To do: Reproduce only the lines from the one containing "each pink inner" up to and including the one containing "left=419, top=210, right=442, bottom=229", substituting "match" for "detection" and leaving everything else unchanged.

--------------------------------------------------

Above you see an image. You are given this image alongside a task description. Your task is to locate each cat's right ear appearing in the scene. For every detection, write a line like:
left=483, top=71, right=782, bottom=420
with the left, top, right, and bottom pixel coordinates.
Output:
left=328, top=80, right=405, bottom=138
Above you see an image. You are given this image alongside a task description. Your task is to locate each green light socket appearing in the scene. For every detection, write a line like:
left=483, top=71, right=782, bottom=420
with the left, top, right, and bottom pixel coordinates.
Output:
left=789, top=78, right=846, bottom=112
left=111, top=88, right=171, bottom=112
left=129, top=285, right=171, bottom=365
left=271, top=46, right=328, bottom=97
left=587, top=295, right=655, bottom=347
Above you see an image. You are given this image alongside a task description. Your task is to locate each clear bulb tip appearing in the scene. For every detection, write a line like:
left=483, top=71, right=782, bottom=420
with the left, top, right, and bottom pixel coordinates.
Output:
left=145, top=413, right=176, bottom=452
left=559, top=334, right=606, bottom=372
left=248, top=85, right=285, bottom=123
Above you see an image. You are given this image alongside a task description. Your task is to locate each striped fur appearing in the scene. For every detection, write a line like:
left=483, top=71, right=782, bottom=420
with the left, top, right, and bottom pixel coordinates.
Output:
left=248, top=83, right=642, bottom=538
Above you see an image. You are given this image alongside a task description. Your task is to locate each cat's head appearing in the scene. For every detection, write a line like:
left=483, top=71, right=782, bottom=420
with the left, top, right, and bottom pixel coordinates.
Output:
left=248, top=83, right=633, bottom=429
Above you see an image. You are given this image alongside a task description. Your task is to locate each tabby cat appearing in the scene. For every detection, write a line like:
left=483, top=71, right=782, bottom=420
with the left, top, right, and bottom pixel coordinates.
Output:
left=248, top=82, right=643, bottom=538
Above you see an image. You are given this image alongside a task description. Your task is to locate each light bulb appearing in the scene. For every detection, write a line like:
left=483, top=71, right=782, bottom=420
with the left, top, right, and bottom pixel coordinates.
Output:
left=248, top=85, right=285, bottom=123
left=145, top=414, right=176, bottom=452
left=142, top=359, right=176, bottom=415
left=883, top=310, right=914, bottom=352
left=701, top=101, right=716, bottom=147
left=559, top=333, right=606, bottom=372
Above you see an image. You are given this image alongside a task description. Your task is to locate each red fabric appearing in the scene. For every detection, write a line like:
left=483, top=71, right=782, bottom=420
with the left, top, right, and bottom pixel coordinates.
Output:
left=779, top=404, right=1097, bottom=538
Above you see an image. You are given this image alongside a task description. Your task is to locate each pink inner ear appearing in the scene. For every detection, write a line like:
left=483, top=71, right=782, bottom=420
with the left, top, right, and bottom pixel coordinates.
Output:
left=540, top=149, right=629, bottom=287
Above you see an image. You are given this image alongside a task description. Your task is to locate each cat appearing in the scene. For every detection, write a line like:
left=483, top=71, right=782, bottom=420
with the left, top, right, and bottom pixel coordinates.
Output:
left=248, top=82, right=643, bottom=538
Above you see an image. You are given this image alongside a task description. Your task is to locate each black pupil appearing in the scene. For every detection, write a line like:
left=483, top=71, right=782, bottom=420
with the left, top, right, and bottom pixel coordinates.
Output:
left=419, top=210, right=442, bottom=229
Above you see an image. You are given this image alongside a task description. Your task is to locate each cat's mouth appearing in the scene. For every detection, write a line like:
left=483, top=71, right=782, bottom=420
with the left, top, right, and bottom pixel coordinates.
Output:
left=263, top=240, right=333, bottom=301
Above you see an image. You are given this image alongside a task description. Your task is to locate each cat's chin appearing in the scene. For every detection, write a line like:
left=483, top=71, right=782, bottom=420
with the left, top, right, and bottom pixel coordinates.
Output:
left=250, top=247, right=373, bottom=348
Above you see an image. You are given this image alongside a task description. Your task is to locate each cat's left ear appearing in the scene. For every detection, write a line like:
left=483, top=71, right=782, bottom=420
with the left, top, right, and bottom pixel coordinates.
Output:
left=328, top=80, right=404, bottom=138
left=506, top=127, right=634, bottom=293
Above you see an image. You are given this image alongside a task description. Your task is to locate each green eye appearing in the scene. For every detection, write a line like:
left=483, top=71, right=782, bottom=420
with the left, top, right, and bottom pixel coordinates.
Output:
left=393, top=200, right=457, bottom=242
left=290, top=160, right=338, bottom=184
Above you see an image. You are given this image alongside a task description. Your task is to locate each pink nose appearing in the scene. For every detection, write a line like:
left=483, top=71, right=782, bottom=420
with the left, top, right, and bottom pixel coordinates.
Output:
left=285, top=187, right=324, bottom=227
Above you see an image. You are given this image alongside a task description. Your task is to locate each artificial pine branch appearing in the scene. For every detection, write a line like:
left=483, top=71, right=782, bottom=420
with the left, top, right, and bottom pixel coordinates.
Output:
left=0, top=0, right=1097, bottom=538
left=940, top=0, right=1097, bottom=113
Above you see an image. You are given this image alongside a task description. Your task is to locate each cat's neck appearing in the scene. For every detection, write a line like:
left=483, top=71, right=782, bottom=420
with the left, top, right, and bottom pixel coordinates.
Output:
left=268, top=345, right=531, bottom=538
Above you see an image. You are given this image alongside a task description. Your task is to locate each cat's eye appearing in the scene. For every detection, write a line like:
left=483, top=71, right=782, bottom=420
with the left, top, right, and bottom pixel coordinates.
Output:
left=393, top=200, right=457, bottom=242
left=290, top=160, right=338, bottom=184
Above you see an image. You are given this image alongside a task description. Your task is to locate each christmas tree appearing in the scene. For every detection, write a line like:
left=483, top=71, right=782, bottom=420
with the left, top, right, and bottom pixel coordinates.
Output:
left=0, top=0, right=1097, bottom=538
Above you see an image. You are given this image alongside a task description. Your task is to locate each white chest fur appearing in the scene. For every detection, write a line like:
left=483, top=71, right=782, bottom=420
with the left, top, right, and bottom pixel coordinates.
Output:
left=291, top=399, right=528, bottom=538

--------------------------------------------------

Result for this task:
Above you see an image. You are given this image alongside a task description. Your task is to locate each pink inner ear appearing in the scene. For every match, write a line like:
left=483, top=71, right=782, bottom=420
with the left, top, right, and bottom pixel coordinates.
Output:
left=540, top=149, right=629, bottom=287
Above you see an image. You are given this image alongside a task description. Your task is to locate each cat appearing in the scene. For every match, write a line like:
left=483, top=71, right=782, bottom=420
with the left, top, right, and bottom pixel coordinates.
Output:
left=248, top=82, right=643, bottom=538
Above you see an image. You are given this image alongside a task description. Your task is to locate each black pupil appearing in the scene. For every match, write a line like:
left=483, top=71, right=782, bottom=420
with the left, top, right, and bottom pixel coordinates.
Output:
left=419, top=210, right=442, bottom=229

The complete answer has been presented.